====== DATASET RECORDS

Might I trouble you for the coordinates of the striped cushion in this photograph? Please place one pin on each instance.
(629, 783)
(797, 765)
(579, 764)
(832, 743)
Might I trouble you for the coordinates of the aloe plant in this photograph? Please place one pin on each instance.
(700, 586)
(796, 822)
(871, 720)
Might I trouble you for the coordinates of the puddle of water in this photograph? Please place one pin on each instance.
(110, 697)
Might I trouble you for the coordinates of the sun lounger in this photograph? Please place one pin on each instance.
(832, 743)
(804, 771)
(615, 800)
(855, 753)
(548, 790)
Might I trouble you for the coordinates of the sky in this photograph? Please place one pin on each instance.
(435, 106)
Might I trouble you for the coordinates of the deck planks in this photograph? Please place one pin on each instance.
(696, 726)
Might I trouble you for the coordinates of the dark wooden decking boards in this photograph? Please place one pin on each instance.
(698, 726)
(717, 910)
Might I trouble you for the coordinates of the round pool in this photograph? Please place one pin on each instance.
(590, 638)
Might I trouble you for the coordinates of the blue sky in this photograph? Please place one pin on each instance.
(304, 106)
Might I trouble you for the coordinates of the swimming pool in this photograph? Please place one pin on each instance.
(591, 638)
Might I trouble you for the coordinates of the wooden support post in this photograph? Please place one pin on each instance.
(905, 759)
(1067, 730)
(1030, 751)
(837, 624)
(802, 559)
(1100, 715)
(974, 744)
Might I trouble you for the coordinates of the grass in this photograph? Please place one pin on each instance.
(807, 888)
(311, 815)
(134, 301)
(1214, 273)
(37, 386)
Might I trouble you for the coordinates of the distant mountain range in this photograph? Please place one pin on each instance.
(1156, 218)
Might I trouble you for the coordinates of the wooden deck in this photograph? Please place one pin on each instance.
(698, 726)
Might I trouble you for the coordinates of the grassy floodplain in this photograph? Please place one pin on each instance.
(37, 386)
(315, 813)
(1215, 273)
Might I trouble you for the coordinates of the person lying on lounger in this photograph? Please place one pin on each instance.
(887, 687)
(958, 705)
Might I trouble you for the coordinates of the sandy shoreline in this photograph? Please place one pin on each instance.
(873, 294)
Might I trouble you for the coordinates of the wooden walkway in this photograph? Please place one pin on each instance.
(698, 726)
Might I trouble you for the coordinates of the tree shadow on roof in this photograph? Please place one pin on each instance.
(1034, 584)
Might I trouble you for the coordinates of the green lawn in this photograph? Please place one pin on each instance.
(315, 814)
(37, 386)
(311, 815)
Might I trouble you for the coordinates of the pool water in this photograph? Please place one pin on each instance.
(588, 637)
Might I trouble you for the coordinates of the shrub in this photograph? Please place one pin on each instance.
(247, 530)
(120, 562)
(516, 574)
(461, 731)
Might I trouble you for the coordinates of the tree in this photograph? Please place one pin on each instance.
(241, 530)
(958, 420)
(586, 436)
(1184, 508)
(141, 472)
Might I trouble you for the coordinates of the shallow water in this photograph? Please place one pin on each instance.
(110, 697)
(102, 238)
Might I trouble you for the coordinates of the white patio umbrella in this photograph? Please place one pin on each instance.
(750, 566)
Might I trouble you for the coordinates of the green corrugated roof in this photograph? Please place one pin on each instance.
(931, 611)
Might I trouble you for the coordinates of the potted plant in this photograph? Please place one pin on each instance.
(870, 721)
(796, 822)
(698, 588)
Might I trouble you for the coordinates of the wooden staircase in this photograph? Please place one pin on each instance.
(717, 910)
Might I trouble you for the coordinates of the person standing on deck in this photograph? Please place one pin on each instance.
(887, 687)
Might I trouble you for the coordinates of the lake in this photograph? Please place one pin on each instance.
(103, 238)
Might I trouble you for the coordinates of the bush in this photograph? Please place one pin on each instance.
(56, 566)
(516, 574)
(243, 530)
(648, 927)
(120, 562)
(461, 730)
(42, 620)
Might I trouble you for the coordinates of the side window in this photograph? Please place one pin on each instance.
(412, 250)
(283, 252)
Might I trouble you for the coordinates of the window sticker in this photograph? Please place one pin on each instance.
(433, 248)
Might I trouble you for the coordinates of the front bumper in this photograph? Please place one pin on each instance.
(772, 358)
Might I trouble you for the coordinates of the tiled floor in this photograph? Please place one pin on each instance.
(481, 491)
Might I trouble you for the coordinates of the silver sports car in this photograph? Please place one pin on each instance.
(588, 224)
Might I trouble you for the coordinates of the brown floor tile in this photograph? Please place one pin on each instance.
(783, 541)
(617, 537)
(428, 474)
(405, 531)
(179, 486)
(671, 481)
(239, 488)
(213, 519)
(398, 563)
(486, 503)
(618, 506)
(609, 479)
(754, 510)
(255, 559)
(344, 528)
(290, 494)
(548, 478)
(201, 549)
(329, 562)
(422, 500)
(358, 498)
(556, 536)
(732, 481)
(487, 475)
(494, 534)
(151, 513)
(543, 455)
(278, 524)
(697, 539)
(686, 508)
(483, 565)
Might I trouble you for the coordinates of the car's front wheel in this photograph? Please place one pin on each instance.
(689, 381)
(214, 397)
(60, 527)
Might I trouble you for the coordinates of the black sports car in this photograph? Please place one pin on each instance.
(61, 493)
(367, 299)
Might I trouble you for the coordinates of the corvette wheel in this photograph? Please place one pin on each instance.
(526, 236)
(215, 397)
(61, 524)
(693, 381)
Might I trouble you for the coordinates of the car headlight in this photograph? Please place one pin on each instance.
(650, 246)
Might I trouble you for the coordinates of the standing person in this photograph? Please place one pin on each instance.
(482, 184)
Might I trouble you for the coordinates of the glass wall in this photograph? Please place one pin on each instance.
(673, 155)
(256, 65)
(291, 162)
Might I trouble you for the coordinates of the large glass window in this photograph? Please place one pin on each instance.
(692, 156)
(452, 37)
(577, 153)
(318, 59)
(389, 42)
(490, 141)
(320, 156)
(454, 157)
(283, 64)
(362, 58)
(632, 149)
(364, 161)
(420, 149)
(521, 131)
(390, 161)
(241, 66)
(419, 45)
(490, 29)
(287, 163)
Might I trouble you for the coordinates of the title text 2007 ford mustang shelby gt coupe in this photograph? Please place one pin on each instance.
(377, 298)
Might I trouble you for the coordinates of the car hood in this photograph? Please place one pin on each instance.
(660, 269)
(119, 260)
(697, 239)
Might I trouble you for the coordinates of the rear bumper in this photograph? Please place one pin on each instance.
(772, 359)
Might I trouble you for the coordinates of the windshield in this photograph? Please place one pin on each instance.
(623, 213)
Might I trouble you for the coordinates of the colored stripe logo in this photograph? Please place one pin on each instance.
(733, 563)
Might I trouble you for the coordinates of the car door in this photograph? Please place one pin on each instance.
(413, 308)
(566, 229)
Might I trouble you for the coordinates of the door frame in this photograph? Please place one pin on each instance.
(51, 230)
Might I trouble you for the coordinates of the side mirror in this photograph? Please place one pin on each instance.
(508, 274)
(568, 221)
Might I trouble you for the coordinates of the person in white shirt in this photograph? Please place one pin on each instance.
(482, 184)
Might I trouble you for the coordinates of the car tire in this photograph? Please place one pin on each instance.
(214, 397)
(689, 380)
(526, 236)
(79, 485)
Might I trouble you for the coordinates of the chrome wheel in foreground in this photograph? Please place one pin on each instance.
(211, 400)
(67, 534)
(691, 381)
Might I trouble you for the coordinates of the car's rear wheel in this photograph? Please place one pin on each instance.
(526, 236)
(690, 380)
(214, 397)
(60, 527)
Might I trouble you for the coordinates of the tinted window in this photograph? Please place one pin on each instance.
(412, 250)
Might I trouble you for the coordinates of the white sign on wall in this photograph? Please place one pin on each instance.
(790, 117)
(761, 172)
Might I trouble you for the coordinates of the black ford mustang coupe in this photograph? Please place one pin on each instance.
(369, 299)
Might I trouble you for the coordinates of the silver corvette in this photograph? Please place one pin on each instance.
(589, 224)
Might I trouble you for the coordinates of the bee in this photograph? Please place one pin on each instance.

============

▶ PROBLEM TO SOLVE
Reproduce every line of the material from the line containing "Might I trouble you for the coordinates of the grass in" up to and including the line containing "(1156, 218)", and nothing else. Multiply each coordinate value in the pin positions by 0.35, round it to the nearest whole number (halves rounded up), and leave all other text unchanged.

▶ RESPONSE
Might I trouble you for the coordinates of the grass in this photograph? Please place one pin on each instance.
(282, 311)
(109, 285)
(47, 105)
(425, 96)
(13, 135)
Might I trouble you for the coordinates of the distant mountain range in this photograph? Please place one pin on each instance.
(405, 76)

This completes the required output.